- TEXTO PROPORCIONADO:
Cómo sin la oración nos es imposible salvarnos; 2.° Cómo la oración lo puede
todo delante de Dios; 3.° Qué cualidades ha de reunir la oración para ser
agradable a Dios y meritoria para el que la hace.
I.- Para mostraros el poder de la oración y las gracias que del cielo nos
alcanza, os diré que por la oración es como los justos han tenido la dicha de
perseverar. La oración es para nuestra alma lo que la lluvia para el cielo.
Abonad un campo cuanto os plazca; si falta la lluvia, de nada os servirá cuanto
hayáis hecho. Así también, practicad cuantas obras os parezcan bien; si no
oráis debidamente y con frecuencia, nunca alcanzareis vuestra salvación; pues
la oración abre los ojos del alma, hácele sentir la magnitud de su miseria, la
necesidad de recurrir a Dios y de temer su propia debilidad. El cristiano
confía solamente en Dios; nada espera de sí mismo. Sí, por la oración es como
perseveraron los justos. Era la oración lo que inflamaba sus corazones con el
pensamiento de la presencia de Dios, con el deseo de agradarle y de no servir
más que a Él. Mirad a Magdalena; ¿en qué se ocupa después de su conversión? ¿No
es por ventura en la oración? Mirad a San Pedro; mirad aún a San Luis, rey de
Francia, quien, en sus viajes, en vez de pasar la noche durmiendo en su lecho,
pasábala en una iglesia orando y pidiendo a Dios el don precioso de perseverar
en su gracia. Mas, sin ir tan lejos, ¿no observamos nosotros mismos cómo, a
medida que descuidamos la oración, vamos perdiendo el gusto por las cosas el
cielo? No pensamos más que en la tierra: pero, si reanudamos nuestra oración,
sentimos renacer también en nosotros el pensamiento y el deseo de las cosas del
cielo. Cuando tenemos la dicha de estar en gracia de Dios, o bien recurriremos
a la oración, o podemos tener la certeza de no perseverar largo tiempo en el
camino del cielo.

- MATERIAL PROPORCIONADO:
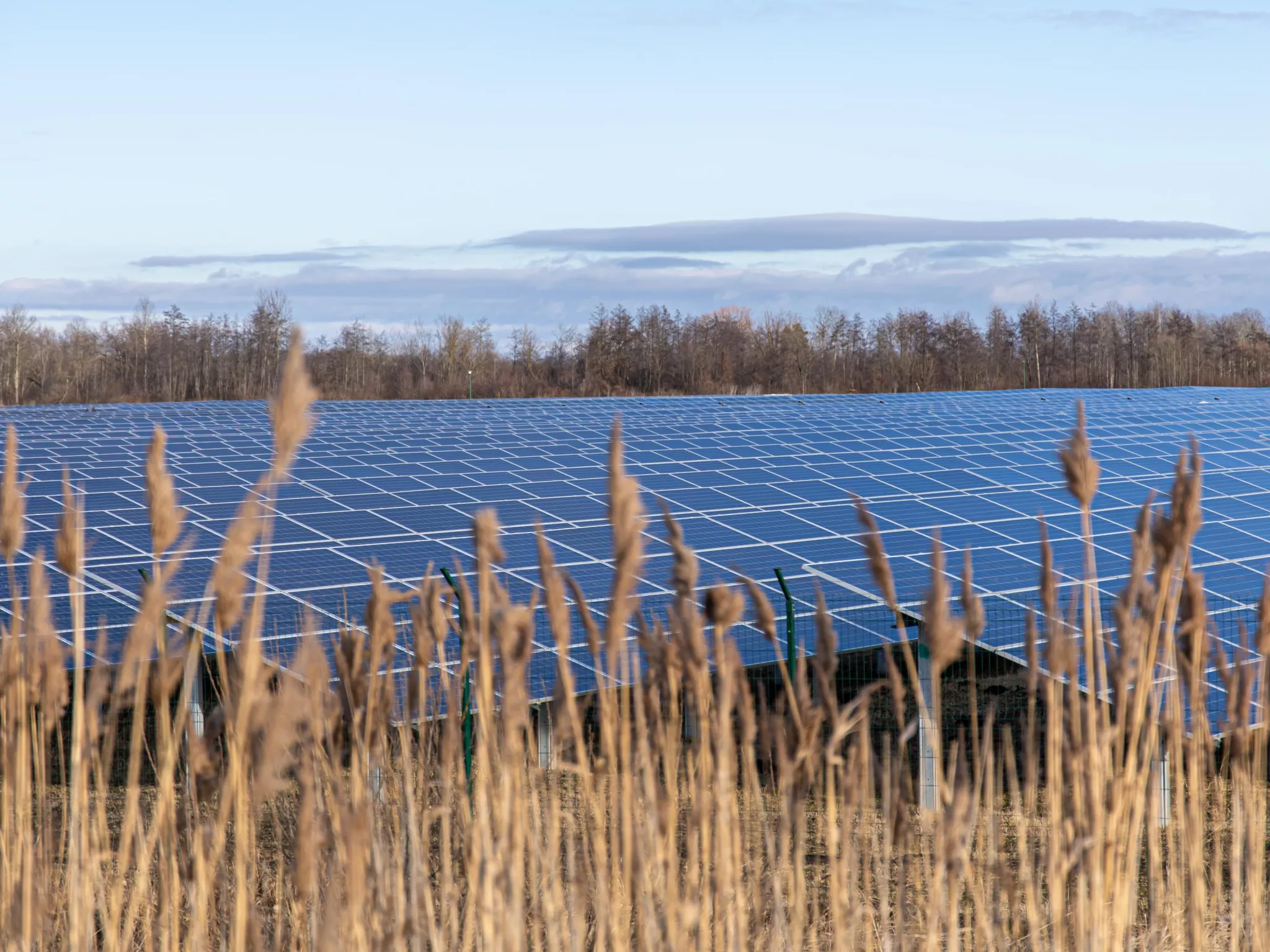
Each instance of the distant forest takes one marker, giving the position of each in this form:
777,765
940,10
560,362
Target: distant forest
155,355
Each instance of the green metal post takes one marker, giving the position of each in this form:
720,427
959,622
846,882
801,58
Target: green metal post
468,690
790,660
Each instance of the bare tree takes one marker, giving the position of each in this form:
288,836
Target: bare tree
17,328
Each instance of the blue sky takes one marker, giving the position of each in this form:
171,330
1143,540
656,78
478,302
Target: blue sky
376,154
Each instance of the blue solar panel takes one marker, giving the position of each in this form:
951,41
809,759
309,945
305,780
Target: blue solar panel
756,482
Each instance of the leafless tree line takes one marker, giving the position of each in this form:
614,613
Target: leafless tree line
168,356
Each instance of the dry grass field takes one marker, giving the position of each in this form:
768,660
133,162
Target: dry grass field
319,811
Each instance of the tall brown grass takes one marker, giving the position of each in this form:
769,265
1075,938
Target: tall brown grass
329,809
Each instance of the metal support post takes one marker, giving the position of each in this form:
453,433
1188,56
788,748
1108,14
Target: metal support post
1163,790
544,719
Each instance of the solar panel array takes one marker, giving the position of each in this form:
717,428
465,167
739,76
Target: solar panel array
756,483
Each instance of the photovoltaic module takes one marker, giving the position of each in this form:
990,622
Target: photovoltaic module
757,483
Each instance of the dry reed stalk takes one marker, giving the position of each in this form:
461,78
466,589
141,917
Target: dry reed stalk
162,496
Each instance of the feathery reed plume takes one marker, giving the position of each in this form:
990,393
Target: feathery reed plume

- OBJETIVO DEL EJERCICIO: Decide si cada afirmación concuerda con el texto sobre la oración y contesta sí o no, citando literalmente las palabras del texto que lo determinan. (a) En sus viajes, San Luis pasaba la noche en una iglesia orando. (b) El cristiano pone su confianza en sí mismo. (c) Al reanudar la oración renace el deseo de las cosas del cielo. Para esta tarea no se necesita el material.

- RESULTADO:
(a) Sí: «en vez de pasar la noche durmiendo en su lecho, pasábala en una iglesia orando».
(b) No: «El cristiano confía solamente en Dios; nada espera de sí mismo».
(c) Sí: «si reanudamos nuestra oración, sentimos renacer también en nosotros el pensamiento y el deseo de las cosas del cielo».